> _Texto fornecido_

Organizações de defesa do bem-estar animal estão pedindo que o Senado Federal analise com urgência um Projeto de Lei (PL) que pode proibir a exportação de animais vivos por navio para abate no exterior.

O apelo foi feito nesta segunda-feira (26) através de uma carta endereçada ao presidente da casa, Rodrigo Pacheco (PSD-MG), depois que uma embarcação com 19 mil cabeças de gado proveniente do Brasil atracou na semana passada em Cidade do Cabo, levando um “fedor inimaginável” à localidade. Inspeção de uma entidade local revelou que havia animais doentes e mortos no navio, e fotos mostram bois cobertos de fezes e urina nas baias. A organização classificou o cenário encontrado como “abominável”.

Investigação da Repórter Brasil mostrou que o navio Al Kuwait saiu do Porto de Rio Grande, no Rio Grande do Sul, no dia 10 de fevereiro, carregando animais provenientes da Estancia del Sur, propriedade rural em Capão do Leão (RS). A família Pilz, que gerencia a fazenda, é também proprietária de um restaurante em Porto Alegre, a Parrilla del Sur, que serve carne na brasa preparada à moda uruguaia. Na ocasião, integrantes da família e os estabelecimentos não se manifestaram ao serem procurados pela reportagem.

Segundo dados do portal Vessel Finder, que oferece consulta pública e em tempo real à posição e rotas de navios, o Al Kuwait saiu do Porto de Rio Grande, no sul do Brasil, no dia 10 de fevereiro.

Neste mesmo dia, Vinícius Reiter Pilz, sócio da empresa Estancia del Sur, postou um vídeo do navio no linkedin e escreveu: “na última semana, carregamos 100% do Al Kuwait, o mais moderno e um dos maiores navios boiadeiros do mundo”. “Todos os suprimentos do navio foram vendidos pela Estancia del Sur”, completou. Fontes locais confirmaram à Repórter Brasil que a carga era proveniente desse produtor.

A Estância Del Sur tem sede em Capão do Leão, na região sul do Rio Grande do Sul. Em sua página do Instagram, é possível encontrar imagens de embarques anteriores de carga viva, além de frequentes anúncios de interesse em compras de “terneiros padrão exportação”.

A família Pilz é também proprietária de um famoso restaurante em Porto Alegre, a Parrilla del Sur, que serve carne na brasa preparada à moda uruguaia.

Procurado pela Repórter Brasil por meio de email, telefone seus e de suas empresas, Pilz não respondeu. A Parrilla del Sur tampouco se manifestou. O espaço permanece aberto para comentários.

> _Tarefas a realizar_
**A)** Redigite o trecho do texto sobre a exportação de animais vivos que vai de "A família Pilz é" até "aberto para comentários.", incluindo as duas extremidades.
**B)** Escreva a continuação do texto sobre a exportação de animais vivos, começando logo após a última frase apresentada.

> _Linhas fornecidas_
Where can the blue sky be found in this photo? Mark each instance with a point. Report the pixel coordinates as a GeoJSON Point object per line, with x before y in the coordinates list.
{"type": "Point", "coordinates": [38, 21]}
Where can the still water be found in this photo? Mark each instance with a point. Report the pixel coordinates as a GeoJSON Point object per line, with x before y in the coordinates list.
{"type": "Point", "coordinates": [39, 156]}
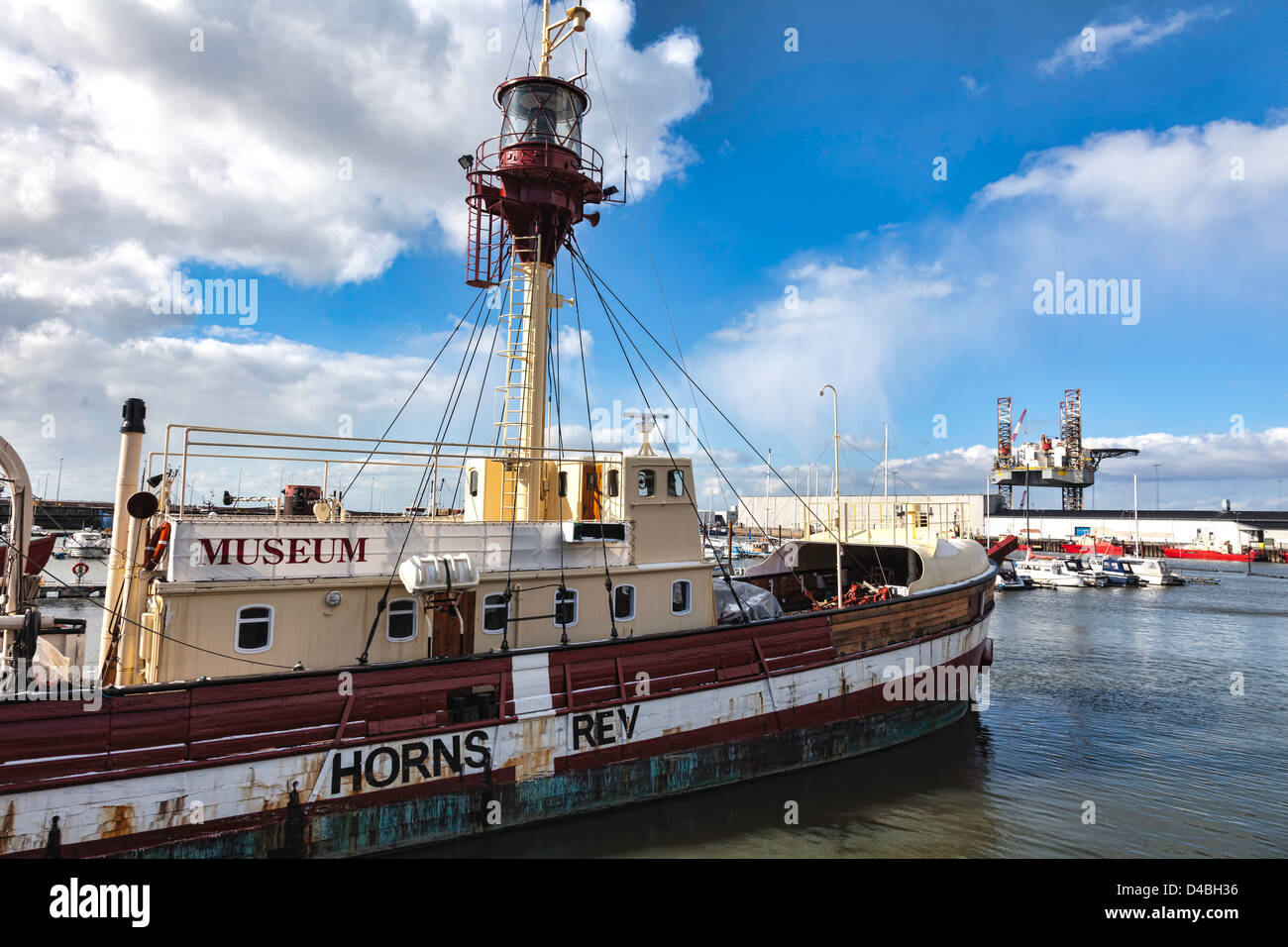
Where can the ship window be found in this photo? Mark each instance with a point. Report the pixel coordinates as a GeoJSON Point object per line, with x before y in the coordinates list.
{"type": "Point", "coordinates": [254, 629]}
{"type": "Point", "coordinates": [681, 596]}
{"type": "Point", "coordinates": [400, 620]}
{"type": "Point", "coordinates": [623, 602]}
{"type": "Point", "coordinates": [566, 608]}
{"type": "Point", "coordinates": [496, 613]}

...

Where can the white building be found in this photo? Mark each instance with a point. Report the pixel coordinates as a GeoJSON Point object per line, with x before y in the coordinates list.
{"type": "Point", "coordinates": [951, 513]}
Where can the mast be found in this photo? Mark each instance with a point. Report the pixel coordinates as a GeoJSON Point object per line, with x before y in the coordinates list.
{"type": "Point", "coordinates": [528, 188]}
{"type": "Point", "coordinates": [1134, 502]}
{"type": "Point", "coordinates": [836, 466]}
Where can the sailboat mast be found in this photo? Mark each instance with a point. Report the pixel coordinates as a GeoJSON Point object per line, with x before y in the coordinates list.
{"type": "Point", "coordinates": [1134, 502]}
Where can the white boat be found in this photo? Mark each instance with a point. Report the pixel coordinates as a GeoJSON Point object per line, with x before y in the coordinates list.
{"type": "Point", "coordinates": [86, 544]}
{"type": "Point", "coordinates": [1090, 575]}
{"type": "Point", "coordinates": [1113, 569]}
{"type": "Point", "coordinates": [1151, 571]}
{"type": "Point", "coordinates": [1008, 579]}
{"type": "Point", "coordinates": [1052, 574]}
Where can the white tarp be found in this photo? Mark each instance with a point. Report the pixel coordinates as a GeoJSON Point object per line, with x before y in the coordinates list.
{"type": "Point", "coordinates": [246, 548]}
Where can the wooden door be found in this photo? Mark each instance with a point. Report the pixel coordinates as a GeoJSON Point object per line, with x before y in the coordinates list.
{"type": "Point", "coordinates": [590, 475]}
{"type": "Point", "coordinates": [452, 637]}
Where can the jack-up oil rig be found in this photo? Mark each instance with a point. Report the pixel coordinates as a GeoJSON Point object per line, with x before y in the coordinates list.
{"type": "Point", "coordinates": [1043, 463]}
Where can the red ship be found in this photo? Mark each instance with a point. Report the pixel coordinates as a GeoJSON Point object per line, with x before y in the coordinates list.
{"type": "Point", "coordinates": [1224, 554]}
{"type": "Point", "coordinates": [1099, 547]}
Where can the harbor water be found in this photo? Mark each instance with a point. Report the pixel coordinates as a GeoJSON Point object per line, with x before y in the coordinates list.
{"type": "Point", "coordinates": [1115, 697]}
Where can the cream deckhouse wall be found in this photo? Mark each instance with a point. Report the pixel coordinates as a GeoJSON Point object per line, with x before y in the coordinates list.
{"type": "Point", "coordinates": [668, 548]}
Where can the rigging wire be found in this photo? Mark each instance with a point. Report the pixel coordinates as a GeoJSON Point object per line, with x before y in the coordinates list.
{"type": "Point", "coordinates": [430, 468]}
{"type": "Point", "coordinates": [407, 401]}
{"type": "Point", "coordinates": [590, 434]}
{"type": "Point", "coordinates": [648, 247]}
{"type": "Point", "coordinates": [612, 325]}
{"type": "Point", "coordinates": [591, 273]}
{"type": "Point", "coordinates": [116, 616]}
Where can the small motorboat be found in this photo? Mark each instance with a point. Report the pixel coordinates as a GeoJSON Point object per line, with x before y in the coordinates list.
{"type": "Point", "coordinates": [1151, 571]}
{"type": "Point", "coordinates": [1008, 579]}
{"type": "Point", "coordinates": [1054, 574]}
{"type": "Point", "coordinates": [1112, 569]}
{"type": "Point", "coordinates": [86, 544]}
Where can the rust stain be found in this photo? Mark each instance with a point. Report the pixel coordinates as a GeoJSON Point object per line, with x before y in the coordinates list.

...

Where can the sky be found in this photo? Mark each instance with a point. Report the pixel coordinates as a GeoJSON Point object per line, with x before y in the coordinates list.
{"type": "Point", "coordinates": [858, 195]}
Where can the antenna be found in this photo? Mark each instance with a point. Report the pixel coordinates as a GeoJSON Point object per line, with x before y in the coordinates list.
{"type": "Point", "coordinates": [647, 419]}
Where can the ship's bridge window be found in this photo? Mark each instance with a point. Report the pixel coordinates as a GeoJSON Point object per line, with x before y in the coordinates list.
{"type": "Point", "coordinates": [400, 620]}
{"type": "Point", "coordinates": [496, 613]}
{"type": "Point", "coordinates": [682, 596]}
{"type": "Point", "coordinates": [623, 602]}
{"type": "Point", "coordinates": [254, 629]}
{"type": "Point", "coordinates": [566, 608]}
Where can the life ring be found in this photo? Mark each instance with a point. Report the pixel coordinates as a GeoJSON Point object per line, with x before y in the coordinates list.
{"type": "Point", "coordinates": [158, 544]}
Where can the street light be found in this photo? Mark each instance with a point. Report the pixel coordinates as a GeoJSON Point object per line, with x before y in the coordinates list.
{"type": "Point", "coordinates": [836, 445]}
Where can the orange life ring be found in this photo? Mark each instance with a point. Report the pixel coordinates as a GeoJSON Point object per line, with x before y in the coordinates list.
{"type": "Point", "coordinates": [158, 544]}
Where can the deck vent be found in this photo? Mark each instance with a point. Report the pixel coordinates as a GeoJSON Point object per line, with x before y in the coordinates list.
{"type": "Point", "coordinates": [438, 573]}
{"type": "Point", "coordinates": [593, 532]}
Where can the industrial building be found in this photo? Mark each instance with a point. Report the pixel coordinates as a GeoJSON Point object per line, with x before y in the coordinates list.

> _Respostas por tarefa_
**A)**
A família Pilz é também proprietária de um famoso restaurante em Porto Alegre, a Parrilla del Sur, que serve carne na brasa preparada à moda uruguaia.

Procurado pela Repórter Brasil por meio de email, telefone seus e de suas empresas, Pilz não respondeu. A Parrilla del Sur tampouco se manifestou. O espaço permanece aberto para comentários.

**B)**
Padrão exportação

O navio Al Kuwait seguiu para seu destino final no Iraque, na madrugada de quarta-feira (21). Segundo a plataforma Marine Traffic, que também fornece dados em tempo real dos navios, são pelo menos mais 13 dias de viagem até o porto de Umm Qasr, no Iraque, onde finalmente serão encaminhados para o abate.

“Cada boi produz em média 30 quilos de esterco por dia, mas sem ter como descartá-los, os animais têm que conviver com fezes e amônia, uma substância tóxica presente na urina”, explica George Sturaro, gerente de investigações da Mercy For Animals (MFA). Segundo ele, as principais causas de morte ao longo das viagens são infecções respiratórias e estresse térmico.

Para Sturaro, as péssimas condições são inerentes a essa modalidade de exportação: “É um curral flutuante, não tem como assegurar o bem estar animal”, avalia. Segundo registros fotográficos obtidos pela Mercy for Animals, os animais estavam amontoados em meio a fezes e urina.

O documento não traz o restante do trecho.